Aim -
Reproduce every entry below word for word, omitting the pictures.

Provided data -
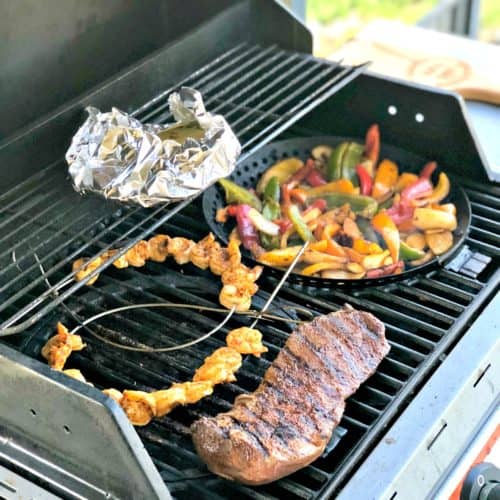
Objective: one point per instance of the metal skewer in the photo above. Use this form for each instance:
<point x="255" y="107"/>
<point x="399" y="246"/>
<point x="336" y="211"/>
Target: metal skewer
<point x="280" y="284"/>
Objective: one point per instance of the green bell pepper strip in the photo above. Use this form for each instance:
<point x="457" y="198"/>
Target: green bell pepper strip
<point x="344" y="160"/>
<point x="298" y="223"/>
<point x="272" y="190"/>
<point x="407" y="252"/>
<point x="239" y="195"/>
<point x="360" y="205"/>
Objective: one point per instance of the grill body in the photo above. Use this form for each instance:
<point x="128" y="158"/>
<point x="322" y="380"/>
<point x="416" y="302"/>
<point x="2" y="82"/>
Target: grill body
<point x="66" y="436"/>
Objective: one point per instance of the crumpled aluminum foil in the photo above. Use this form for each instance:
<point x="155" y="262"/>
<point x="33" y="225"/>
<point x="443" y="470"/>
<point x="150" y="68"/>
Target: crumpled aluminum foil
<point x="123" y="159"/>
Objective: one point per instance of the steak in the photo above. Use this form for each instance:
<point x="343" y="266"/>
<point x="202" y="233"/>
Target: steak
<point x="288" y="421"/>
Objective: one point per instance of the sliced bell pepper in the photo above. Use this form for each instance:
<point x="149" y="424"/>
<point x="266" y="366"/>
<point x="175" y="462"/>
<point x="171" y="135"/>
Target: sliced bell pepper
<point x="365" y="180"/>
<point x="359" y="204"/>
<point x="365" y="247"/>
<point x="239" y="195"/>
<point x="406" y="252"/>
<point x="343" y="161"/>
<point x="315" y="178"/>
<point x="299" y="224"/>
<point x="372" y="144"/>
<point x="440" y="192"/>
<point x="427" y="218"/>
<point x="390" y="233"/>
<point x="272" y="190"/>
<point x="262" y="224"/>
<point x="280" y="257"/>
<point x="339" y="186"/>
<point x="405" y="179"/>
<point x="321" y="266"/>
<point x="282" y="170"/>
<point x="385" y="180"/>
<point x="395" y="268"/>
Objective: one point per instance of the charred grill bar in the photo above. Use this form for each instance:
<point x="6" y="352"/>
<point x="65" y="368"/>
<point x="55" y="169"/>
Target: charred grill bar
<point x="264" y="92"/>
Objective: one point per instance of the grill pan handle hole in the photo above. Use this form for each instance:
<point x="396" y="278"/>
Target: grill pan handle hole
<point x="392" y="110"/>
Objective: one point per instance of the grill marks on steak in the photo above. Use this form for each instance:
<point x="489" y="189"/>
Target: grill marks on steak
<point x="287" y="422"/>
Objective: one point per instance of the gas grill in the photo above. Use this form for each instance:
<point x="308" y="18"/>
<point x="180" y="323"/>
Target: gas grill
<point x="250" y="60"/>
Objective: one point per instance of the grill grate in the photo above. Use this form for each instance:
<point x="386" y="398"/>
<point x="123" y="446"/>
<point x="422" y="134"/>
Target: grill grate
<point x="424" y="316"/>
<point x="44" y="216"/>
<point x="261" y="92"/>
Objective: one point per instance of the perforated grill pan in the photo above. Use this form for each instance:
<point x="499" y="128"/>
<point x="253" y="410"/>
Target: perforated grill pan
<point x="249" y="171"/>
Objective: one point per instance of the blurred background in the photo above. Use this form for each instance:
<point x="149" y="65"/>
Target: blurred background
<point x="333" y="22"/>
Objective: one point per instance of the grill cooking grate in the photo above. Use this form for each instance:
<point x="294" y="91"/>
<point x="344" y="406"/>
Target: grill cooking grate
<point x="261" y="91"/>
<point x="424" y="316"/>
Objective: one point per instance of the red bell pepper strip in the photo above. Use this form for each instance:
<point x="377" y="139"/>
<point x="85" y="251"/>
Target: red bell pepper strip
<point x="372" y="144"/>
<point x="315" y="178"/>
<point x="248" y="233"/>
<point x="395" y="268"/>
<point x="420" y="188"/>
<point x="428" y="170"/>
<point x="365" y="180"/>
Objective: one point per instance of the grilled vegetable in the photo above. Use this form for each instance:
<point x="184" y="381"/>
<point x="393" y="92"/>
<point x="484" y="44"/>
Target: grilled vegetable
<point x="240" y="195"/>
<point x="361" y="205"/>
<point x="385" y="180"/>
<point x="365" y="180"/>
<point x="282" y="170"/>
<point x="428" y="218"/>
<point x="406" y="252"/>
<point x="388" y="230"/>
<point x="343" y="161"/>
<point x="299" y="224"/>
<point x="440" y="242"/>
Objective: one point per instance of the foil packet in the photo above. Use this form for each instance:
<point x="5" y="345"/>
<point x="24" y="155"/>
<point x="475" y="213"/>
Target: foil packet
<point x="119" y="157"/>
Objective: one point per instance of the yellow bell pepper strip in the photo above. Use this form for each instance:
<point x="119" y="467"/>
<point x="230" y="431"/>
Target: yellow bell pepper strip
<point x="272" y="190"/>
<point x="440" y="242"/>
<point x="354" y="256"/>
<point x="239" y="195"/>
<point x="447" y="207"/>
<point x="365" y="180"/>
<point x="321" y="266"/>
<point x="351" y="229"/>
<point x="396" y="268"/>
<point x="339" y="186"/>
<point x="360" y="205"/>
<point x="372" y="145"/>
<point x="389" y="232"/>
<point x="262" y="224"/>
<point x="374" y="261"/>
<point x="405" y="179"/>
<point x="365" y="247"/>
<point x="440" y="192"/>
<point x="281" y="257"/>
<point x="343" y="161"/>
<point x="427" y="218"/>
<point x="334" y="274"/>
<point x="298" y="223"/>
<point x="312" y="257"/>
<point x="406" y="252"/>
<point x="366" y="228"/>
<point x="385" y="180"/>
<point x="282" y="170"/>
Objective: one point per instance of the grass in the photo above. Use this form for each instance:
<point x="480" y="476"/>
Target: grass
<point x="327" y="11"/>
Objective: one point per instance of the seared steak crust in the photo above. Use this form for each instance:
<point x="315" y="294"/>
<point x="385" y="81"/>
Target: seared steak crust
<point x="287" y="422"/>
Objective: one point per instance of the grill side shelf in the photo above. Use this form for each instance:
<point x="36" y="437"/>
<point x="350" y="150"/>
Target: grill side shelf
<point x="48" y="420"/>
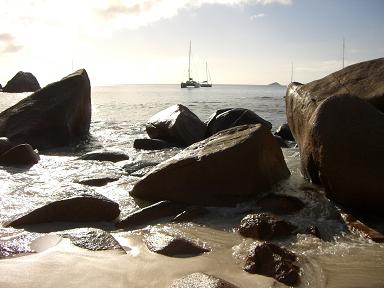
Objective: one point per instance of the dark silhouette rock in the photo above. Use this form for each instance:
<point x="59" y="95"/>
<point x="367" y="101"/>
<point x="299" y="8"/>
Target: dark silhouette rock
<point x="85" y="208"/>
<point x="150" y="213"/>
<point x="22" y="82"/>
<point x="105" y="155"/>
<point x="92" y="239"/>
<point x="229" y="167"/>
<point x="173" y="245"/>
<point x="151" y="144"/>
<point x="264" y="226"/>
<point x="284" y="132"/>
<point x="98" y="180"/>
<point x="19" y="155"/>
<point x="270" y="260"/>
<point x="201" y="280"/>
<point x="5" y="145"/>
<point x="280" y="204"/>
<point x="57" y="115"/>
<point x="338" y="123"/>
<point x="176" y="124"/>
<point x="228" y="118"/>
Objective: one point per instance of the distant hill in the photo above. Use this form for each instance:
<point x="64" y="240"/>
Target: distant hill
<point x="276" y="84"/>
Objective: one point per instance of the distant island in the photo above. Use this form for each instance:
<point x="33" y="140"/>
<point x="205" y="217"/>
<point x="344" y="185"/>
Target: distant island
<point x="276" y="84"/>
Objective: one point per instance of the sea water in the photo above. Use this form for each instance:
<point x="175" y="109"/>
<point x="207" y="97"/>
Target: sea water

Answer for this exercise -
Objective: one point per instance of the metal skewer in the photo above. Use this form for each instance:
<point x="255" y="107"/>
<point x="399" y="246"/>
<point x="336" y="211"/>
Target: metal skewer
<point x="280" y="284"/>
Objective: one point per instance of the green bell pepper strip in the photo above. Use this form for each instance:
<point x="457" y="198"/>
Target: green bell pepper strip
<point x="344" y="160"/>
<point x="298" y="223"/>
<point x="272" y="190"/>
<point x="407" y="252"/>
<point x="239" y="195"/>
<point x="360" y="205"/>
Objective: one point per instance of the grill body in the photo above. Use this form for each instance:
<point x="128" y="158"/>
<point x="322" y="380"/>
<point x="416" y="302"/>
<point x="2" y="82"/>
Target: grill body
<point x="66" y="436"/>
Objective: one point per instance of the crumpled aluminum foil in the photo above. Use this form for each instance:
<point x="155" y="262"/>
<point x="33" y="225"/>
<point x="443" y="470"/>
<point x="150" y="68"/>
Target: crumpled aluminum foil
<point x="123" y="159"/>
Objective: one point per instance of the steak in the photo above. Use this form for each instance:
<point x="343" y="266"/>
<point x="202" y="233"/>
Target: steak
<point x="288" y="421"/>
Objective: one point per instance of the sliced bell pepper in the photo above. Use this form for each instance:
<point x="149" y="424"/>
<point x="266" y="366"/>
<point x="175" y="462"/>
<point x="171" y="135"/>
Target: sliced bell pepper
<point x="365" y="180"/>
<point x="359" y="204"/>
<point x="365" y="247"/>
<point x="239" y="195"/>
<point x="406" y="252"/>
<point x="343" y="161"/>
<point x="315" y="178"/>
<point x="299" y="224"/>
<point x="372" y="144"/>
<point x="440" y="192"/>
<point x="427" y="218"/>
<point x="390" y="233"/>
<point x="272" y="190"/>
<point x="262" y="224"/>
<point x="280" y="257"/>
<point x="339" y="186"/>
<point x="405" y="179"/>
<point x="321" y="266"/>
<point x="282" y="170"/>
<point x="385" y="180"/>
<point x="395" y="268"/>
Objective: one point per instance of the charred grill bar in the photo above. Use this form for each instance:
<point x="6" y="352"/>
<point x="65" y="368"/>
<point x="55" y="169"/>
Target: charred grill bar
<point x="264" y="92"/>
Objective: one point per instance of the grill pan handle hole in the photo above. Use this form for each instance:
<point x="396" y="278"/>
Target: grill pan handle hole
<point x="392" y="110"/>
Objective: one point per instance of the grill marks on steak in the photo above. Use this form for each instance:
<point x="489" y="189"/>
Target: grill marks on steak
<point x="287" y="422"/>
Objective: one point per instance of the gas grill in the photo above. Use this form for each instance:
<point x="308" y="18"/>
<point x="180" y="323"/>
Target: gas grill
<point x="250" y="60"/>
Objective: one point per instance of the grill grate in the photo above. Use this form for each instance:
<point x="386" y="398"/>
<point x="123" y="446"/>
<point x="422" y="134"/>
Target: grill grate
<point x="424" y="316"/>
<point x="44" y="216"/>
<point x="261" y="92"/>
Objective: one point per instance of the perforated grill pan in the photo above. Use this form for each instance:
<point x="499" y="128"/>
<point x="253" y="410"/>
Target: perforated grill pan
<point x="249" y="171"/>
Objective: one point per instance of the blurred background in the photo above. Use this form for each instance:
<point x="149" y="65"/>
Target: blurred background
<point x="333" y="22"/>
Objective: one point per instance of the grill cooking grate in the photo above. Use this form for each instance:
<point x="294" y="91"/>
<point x="344" y="406"/>
Target: grill cooking grate
<point x="261" y="91"/>
<point x="424" y="316"/>
Objective: one point per instance of the red bell pepper strip in the photo above. Use this form for each instance:
<point x="377" y="139"/>
<point x="85" y="251"/>
Target: red bell pepper strip
<point x="372" y="144"/>
<point x="315" y="178"/>
<point x="248" y="233"/>
<point x="395" y="268"/>
<point x="420" y="188"/>
<point x="428" y="170"/>
<point x="365" y="180"/>
Objective: one point per instance of the grilled vegetable in the photo above. Use this form for each instance:
<point x="184" y="381"/>
<point x="393" y="92"/>
<point x="484" y="44"/>
Target: grilled vegetable
<point x="240" y="195"/>
<point x="361" y="205"/>
<point x="385" y="180"/>
<point x="365" y="180"/>
<point x="282" y="170"/>
<point x="428" y="218"/>
<point x="406" y="252"/>
<point x="388" y="230"/>
<point x="343" y="161"/>
<point x="299" y="224"/>
<point x="440" y="242"/>
Objective: one point per instance of the foil packet in the photo above. Use this form for each instance:
<point x="5" y="345"/>
<point x="24" y="155"/>
<point x="475" y="213"/>
Target: foil packet
<point x="119" y="157"/>
Objective: one point per instance of the yellow bell pepper strip in the photo above. Use this form for each instance:
<point x="119" y="467"/>
<point x="230" y="431"/>
Target: yellow bell pepper strip
<point x="272" y="190"/>
<point x="440" y="242"/>
<point x="354" y="256"/>
<point x="239" y="195"/>
<point x="447" y="207"/>
<point x="365" y="180"/>
<point x="321" y="266"/>
<point x="351" y="229"/>
<point x="396" y="268"/>
<point x="339" y="186"/>
<point x="360" y="205"/>
<point x="372" y="145"/>
<point x="389" y="232"/>
<point x="262" y="224"/>
<point x="374" y="261"/>
<point x="405" y="179"/>
<point x="365" y="247"/>
<point x="440" y="192"/>
<point x="281" y="257"/>
<point x="343" y="161"/>
<point x="427" y="218"/>
<point x="334" y="274"/>
<point x="298" y="223"/>
<point x="312" y="257"/>
<point x="406" y="252"/>
<point x="366" y="228"/>
<point x="385" y="180"/>
<point x="282" y="170"/>
Objective: one point per instance of the grass in the photo above. Use this form for each instance:
<point x="480" y="476"/>
Target: grass
<point x="327" y="11"/>
Objective: one point per instance of the seared steak crust in the photo above. Use this form for each instance:
<point x="315" y="294"/>
<point x="385" y="81"/>
Target: seared steak crust
<point x="287" y="422"/>
Objective: one point per instance of the grill side shelf in the photo above. Use this form for each instance:
<point x="36" y="437"/>
<point x="350" y="150"/>
Target: grill side shelf
<point x="48" y="420"/>
Objective: one point per instance of the dark silhouette rock in the photo above. Use this form for each instance:
<point x="59" y="95"/>
<point x="367" y="101"/>
<point x="299" y="8"/>
Target: dark silhouette rock
<point x="85" y="208"/>
<point x="150" y="213"/>
<point x="22" y="82"/>
<point x="105" y="155"/>
<point x="92" y="239"/>
<point x="229" y="167"/>
<point x="173" y="245"/>
<point x="151" y="144"/>
<point x="264" y="226"/>
<point x="284" y="132"/>
<point x="98" y="180"/>
<point x="19" y="155"/>
<point x="270" y="260"/>
<point x="201" y="280"/>
<point x="5" y="145"/>
<point x="280" y="204"/>
<point x="57" y="115"/>
<point x="338" y="123"/>
<point x="176" y="124"/>
<point x="228" y="118"/>
Objective: one point per instance of the distant hill in the photo above. Use this form for each instance:
<point x="64" y="240"/>
Target: distant hill
<point x="276" y="84"/>
Objective: one point per instance of the distant island in the photo above. Use this form for each instance:
<point x="33" y="140"/>
<point x="205" y="217"/>
<point x="344" y="185"/>
Target: distant island
<point x="276" y="84"/>
Objective: one point per instance of the sea water in the photo above. Use this form for each instance:
<point x="175" y="109"/>
<point x="207" y="97"/>
Target: sea water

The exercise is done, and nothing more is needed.